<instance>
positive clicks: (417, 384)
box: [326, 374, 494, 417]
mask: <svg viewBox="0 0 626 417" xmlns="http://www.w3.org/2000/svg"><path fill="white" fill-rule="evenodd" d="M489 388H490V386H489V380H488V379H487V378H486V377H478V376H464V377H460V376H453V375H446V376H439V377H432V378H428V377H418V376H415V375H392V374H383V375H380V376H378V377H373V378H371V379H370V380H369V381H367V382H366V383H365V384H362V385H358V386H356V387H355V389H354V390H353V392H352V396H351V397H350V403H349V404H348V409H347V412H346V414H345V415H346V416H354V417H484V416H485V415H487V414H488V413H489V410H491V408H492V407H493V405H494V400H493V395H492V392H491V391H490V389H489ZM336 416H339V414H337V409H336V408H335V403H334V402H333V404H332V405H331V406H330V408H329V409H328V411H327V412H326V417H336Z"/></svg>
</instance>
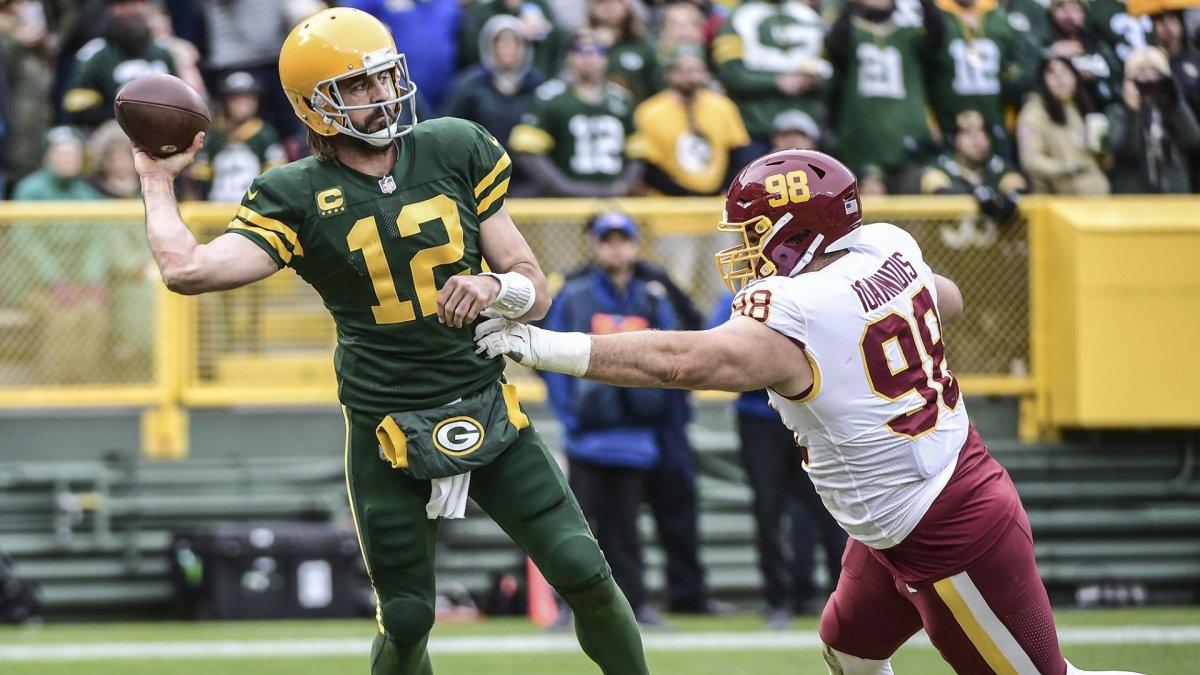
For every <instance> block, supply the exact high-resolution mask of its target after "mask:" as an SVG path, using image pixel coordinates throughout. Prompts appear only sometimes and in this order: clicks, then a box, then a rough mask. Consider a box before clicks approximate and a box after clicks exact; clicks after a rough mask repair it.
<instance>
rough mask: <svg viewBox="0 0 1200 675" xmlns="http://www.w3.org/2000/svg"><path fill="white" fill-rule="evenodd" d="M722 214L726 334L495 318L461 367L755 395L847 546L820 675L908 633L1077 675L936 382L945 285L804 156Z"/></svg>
mask: <svg viewBox="0 0 1200 675" xmlns="http://www.w3.org/2000/svg"><path fill="white" fill-rule="evenodd" d="M725 209H726V213H725V219H724V221H722V222H721V223H720V226H719V228H720V229H722V231H732V232H738V233H740V235H742V243H740V244H739V245H738V246H733V247H731V249H727V250H725V251H721V252H720V253H718V255H716V259H718V267H719V268H720V269H721V274H722V276H724V277H725V280H726V282H727V283H730V286H731V288H734V289H737V287H738V286H740V292H738V294H737V297H736V298H734V301H733V307H732V313H733V316H732V317H731V319H730V321H728V322H726V323H725V324H722V325H720V327H716V328H713V329H709V330H703V331H637V333H623V334H619V335H604V336H593V335H584V334H582V333H553V331H547V330H541V329H538V328H534V327H528V325H524V324H520V323H514V322H509V321H506V319H502V318H494V319H491V321H487V322H485V323H482V324H480V325H479V327H478V328H476V341H478V344H479V351H480V352H481V353H486V354H487V356H490V357H496V356H500V354H505V356H509V357H511V358H514V359H515V360H517V362H520V363H522V364H524V365H528V366H533V368H536V369H541V370H551V371H556V372H565V374H568V375H574V376H578V377H587V378H589V380H598V381H601V382H607V383H612V384H628V386H634V387H674V388H685V389H725V390H731V392H745V390H750V389H760V388H764V387H766V388H768V390H769V395H770V400H772V404H773V406H774V407H775V408H776V410H778V411H779V413H780V416H781V417H782V419H784V423H785V424H787V426H788V428H790V429H791V430H792V431H794V432H796V437H797V441H798V444H799V446H803V447H804V448H806V456H805V465H806V466H808V468H809V471H810V474H811V477H812V483H814V484H815V485H816V488H817V492H820V495H821V498H822V501H823V502H824V504H826V507H827V508H828V509H829V512H830V513H832V514H833V515H834V518H836V520H838V522H839V524H841V526H842V527H844V528H845V530H846V532H848V533H850V540H848V543H847V545H846V551H845V554H844V556H842V573H841V578H840V579H839V580H838V587H836V591H835V592H834V593H833V596H832V597H830V598H829V603H828V604H827V605H826V609H824V613H823V614H822V617H821V631H820V633H821V639H822V641H823V643H824V650H823V651H824V658H826V661H827V663H828V668H829V671H830V674H833V675H883V674H889V673H892V664H890V657H892V655H893V653H894V652H895V650H896V649H899V647H900V645H902V644H904V643H905V641H906V640H907V639H908V638H911V637H912V635H913V634H914V633H917V631H919V629H922V628H924V629H925V631H926V633H928V634H929V637H930V639H931V640H932V643H934V645H936V646H937V649H938V650H940V651H941V653H942V656H943V658H946V661H947V662H949V664H950V665H952V667H953V668H954V670H955V671H956V673H960V674H989V675H990V674H992V673H998V674H1020V675H1034V674H1037V675H1070V674H1075V673H1084V671H1082V670H1079V669H1076V668H1075V667H1073V665H1070V664H1069V663H1068V662H1067V661H1066V659H1064V658H1063V657H1062V653H1061V652H1060V649H1058V640H1057V634H1056V632H1055V626H1054V617H1052V615H1051V611H1050V602H1049V599H1048V598H1046V593H1045V587H1044V586H1043V584H1042V580H1040V578H1039V577H1038V571H1037V567H1036V566H1034V557H1033V540H1032V534H1031V532H1030V521H1028V518H1027V516H1026V514H1025V509H1024V507H1022V506H1021V502H1020V497H1019V496H1018V494H1016V489H1015V488H1014V486H1013V482H1012V480H1010V479H1009V477H1008V473H1007V472H1006V471H1004V468H1003V467H1002V466H1001V465H1000V464H998V462H996V461H995V460H994V459H992V458H991V455H989V454H988V448H986V447H985V446H984V444H983V442H982V441H980V438H979V435H978V434H977V432H976V431H974V429H973V428H972V426H971V423H970V420H968V418H967V413H966V405H965V402H964V401H962V399H961V396H960V395H959V386H958V382H956V381H955V378H954V375H953V374H952V372H950V370H949V369H948V366H947V363H946V352H944V345H943V342H942V322H943V321H948V319H950V318H953V317H954V316H956V315H958V313H959V312H960V311H961V309H962V298H961V295H960V293H959V289H958V287H956V286H955V285H954V282H952V281H949V280H948V279H946V277H942V276H938V275H936V274H934V273H932V271H931V270H930V268H929V265H928V264H925V261H924V259H923V257H922V252H920V249H919V247H918V246H917V243H916V241H914V240H913V238H912V237H910V235H908V234H907V233H906V232H905V231H902V229H900V228H898V227H895V226H894V225H888V223H874V225H865V226H864V225H863V223H862V215H860V214H862V203H860V202H859V195H858V183H857V180H856V178H854V175H853V174H852V173H851V172H850V171H848V169H847V168H846V167H845V166H844V165H842V163H841V162H839V161H838V160H835V159H833V157H830V156H828V155H824V154H822V153H816V151H808V150H784V151H780V153H773V154H770V155H766V156H763V157H760V159H757V160H755V161H754V162H751V163H750V165H748V166H746V167H745V168H744V169H742V172H740V173H739V174H738V175H737V178H734V180H733V184H732V185H731V186H730V190H728V195H727V197H726V204H725ZM743 285H744V286H743ZM797 452H800V449H798V450H797ZM1114 675H1115V674H1114Z"/></svg>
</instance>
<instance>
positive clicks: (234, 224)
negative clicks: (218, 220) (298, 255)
mask: <svg viewBox="0 0 1200 675" xmlns="http://www.w3.org/2000/svg"><path fill="white" fill-rule="evenodd" d="M229 229H245V231H247V232H253V233H254V234H257V235H259V237H262V238H263V239H266V243H268V244H270V245H271V247H272V249H275V252H276V253H278V256H280V259H281V261H283V264H288V263H289V262H292V251H289V250H288V247H287V246H286V245H284V244H283V240H282V239H280V235H278V234H276V233H274V232H271V231H270V229H264V228H262V227H258V226H254V225H246V223H245V222H242V221H240V220H238V219H234V220H232V221H229Z"/></svg>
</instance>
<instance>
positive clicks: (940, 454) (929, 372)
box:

------------------------------------------------------------------------

• [Brief]
Please find every line in the records above that contains the word "rough", matching case exactly, and copy each of those lines in full.

• [Response to the task]
For every <instance> block, supply the exact high-resolution mask of its target after "mask:" as an SVG path, using image pixel coordinates throughout. Prompts appear only sometimes and in this order: clicks, then a box, then a rough mask. Consider a box before clicks approximate and a box after clicks exact; clicks after a rough mask repair it.
rough mask: <svg viewBox="0 0 1200 675" xmlns="http://www.w3.org/2000/svg"><path fill="white" fill-rule="evenodd" d="M722 214L726 334L495 318L461 367L755 395L847 546L820 675L908 633L1077 675L936 382L945 285L804 156Z"/></svg>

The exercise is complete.